## Goal of the exercise
Look through the listing underneath for "with", and copy every line that has it.

## Data section

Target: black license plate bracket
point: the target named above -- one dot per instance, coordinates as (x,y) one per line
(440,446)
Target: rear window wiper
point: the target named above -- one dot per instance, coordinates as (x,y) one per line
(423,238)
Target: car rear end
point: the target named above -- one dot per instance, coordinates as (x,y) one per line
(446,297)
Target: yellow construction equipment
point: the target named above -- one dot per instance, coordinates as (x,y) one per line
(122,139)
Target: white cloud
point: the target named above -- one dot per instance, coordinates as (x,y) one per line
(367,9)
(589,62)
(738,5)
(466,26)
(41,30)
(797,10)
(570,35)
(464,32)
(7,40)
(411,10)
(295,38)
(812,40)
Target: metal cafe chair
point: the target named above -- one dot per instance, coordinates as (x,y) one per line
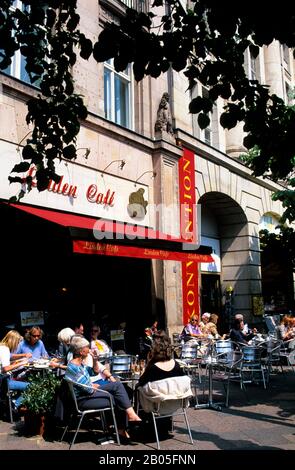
(80,414)
(121,366)
(167,405)
(227,369)
(252,365)
(6,395)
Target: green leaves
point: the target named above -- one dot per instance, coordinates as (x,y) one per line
(39,396)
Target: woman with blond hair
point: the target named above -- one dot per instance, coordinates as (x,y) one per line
(192,329)
(8,344)
(88,392)
(32,343)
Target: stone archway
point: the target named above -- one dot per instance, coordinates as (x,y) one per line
(239,251)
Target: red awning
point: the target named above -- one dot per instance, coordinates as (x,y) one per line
(106,249)
(119,239)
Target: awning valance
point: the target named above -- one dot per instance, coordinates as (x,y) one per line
(111,238)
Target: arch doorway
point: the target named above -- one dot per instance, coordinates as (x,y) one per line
(224,228)
(276,268)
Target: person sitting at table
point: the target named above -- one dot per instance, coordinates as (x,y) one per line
(32,343)
(191,330)
(204,323)
(161,365)
(160,362)
(90,397)
(97,345)
(9,343)
(237,335)
(212,327)
(285,329)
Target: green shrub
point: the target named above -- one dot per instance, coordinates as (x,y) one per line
(39,396)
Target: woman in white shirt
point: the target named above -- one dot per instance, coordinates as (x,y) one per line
(7,346)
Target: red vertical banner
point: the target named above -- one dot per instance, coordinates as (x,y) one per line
(188,228)
(190,290)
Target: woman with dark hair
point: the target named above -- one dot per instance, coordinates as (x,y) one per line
(161,364)
(33,343)
(89,397)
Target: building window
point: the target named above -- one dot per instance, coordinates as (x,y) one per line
(210,135)
(286,57)
(117,95)
(252,65)
(18,61)
(139,5)
(269,222)
(289,94)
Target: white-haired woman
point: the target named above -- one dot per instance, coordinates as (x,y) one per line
(90,398)
(64,337)
(7,346)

## Reply
Target: woman with blond hair
Target: woman with dark hair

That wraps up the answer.